[Records from a data collection]
•••

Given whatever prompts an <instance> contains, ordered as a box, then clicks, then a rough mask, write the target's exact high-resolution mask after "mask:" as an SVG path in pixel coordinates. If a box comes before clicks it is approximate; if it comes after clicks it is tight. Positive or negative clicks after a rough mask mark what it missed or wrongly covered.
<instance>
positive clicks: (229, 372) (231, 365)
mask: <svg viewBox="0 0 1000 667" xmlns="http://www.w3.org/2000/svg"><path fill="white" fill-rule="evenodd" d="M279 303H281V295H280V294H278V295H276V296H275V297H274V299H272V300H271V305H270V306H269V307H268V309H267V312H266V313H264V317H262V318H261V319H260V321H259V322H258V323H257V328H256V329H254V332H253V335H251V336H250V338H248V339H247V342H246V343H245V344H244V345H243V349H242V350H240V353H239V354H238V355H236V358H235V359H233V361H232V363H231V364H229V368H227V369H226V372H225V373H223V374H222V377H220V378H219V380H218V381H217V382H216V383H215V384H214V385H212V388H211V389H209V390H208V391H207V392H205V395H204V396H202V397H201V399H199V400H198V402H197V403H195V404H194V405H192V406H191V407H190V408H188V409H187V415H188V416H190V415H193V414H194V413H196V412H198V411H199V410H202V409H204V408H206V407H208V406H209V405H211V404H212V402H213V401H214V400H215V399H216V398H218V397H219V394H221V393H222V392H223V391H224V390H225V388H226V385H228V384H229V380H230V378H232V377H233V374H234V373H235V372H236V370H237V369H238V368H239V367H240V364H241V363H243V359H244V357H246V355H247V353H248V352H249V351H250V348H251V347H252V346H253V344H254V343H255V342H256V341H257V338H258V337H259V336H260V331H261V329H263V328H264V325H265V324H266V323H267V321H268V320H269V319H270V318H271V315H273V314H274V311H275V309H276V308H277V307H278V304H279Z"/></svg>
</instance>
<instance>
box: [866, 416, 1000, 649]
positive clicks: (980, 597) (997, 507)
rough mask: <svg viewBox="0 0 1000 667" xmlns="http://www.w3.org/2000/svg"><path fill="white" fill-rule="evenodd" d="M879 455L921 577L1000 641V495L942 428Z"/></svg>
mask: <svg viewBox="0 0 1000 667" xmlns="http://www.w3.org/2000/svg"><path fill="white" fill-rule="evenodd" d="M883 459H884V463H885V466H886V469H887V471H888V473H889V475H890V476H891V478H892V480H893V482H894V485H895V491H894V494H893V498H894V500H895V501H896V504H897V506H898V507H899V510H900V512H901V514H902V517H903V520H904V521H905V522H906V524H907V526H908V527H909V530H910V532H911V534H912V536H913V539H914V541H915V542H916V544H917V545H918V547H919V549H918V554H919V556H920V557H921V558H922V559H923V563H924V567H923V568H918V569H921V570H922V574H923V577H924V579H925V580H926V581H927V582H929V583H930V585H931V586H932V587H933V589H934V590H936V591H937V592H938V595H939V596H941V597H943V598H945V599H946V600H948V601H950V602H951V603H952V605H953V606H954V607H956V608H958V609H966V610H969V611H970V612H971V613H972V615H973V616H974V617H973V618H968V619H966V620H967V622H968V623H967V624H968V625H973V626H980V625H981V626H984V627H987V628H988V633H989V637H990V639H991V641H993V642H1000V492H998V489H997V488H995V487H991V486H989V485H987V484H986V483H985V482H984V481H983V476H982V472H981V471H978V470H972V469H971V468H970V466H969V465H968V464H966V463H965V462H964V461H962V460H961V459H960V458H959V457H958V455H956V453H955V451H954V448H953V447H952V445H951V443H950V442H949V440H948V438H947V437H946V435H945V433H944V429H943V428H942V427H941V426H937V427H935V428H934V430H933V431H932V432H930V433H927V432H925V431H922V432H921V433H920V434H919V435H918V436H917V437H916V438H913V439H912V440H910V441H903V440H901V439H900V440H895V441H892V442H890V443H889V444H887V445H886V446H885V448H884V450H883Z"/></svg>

•••

What the task requires:
If the word "instance" appears in a line above, copy that line.

Answer for this exercise:
Given whatever prompts an <instance> contains, ordered as a box, then clicks, then a rough mask, write the target's exact high-resolution mask after "mask:" as an SVG path in pixel coordinates. If a box comes before clicks it is approximate; if it comes after clicks it is tight. Positive or negative clicks after a rough mask mark what it missed or wrongly covered.
<instance>
</instance>
<instance>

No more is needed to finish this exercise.